### Problem details
Continue the text on AI language tools that predict PTSD in 9/11 responders, starting after its last sentence.

START Text excerpt

Working with 9/11 responders as retrospective subjects, researchers in mental health and computer science have shown AI language tools can help predict the course of PTSD.
The tools were trained on and applied to transcripts of clinical interviews. The algorithms proved helpful making both long-term and point-in-time predictions.
Based on this two-tiered success, the researchers suggest AI may be helpful not only for refining psychiatric therapy but also for screening in primary care.
The project was conducted at Stony Brook University in New York and is described in a study published June 22 in Psychological Medicine.
PhD candidate Youngseo Son and colleagues focused on the oral histories of 113 individuals who responded to the 9/11 attacks on the World Trade Center and had at least one PTSD diagnosis within two years of their initial interview.
The team used an established PTSD checklist to measure symptom severity for up to seven years after the initial interview.
They computed AI-based indicators for depression, anxiety and other mental-health problems, and they incorporated “dictionary-based measures of linguistic and interpersonal style,” according to the study report.
They found that, cross-sectionally, greater depressive language and first-person singular usage correlated with increased symptom severity.
Longitudinally, meanwhile, anxious language predicted future worsening in PTSD checklist scores, while first-person plural usage and use of longer words predicted improvement.
“This is the first study to demonstrate the value of AI in understanding PTSD in a vulnerable population,” write Son, senior author H. Andrew Schwartz, PhD, and co-authors. “Future studies should extend this application to other trauma exposures and to other demographic groups, especially under-represented minorities.”

END Text excerpt
START Data provided

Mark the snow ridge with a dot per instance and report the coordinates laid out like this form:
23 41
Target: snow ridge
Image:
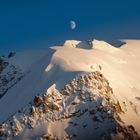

END Data provided

### Response
In addition, they comment, the patterns of language-based assessments consistent with previous findings in other settings and their strong statistical correlations …
provided unique insights and explanations beyond commonly known confounds or risk factors such as age, gender, occupation, marital status or even questionnaire-based depression measures, suggesting support for clinicians toward more precise decisions.
More generally, language-based assessments that capture individual digital phenotypes and distinctive linguistic markers from transcripts of interviews are very useful for investigating underlying causes of PTSD and may play a critical role as a supplement for enhancing personalized preventive care and more effective treatments for PTSD; they may even enable real-time screening or preventive measures with reduced costs and less therapist time for helping a large number of people exposed to large-scale traumatic events similar to a previous online PTSD treatment.”
The study is available in full for free.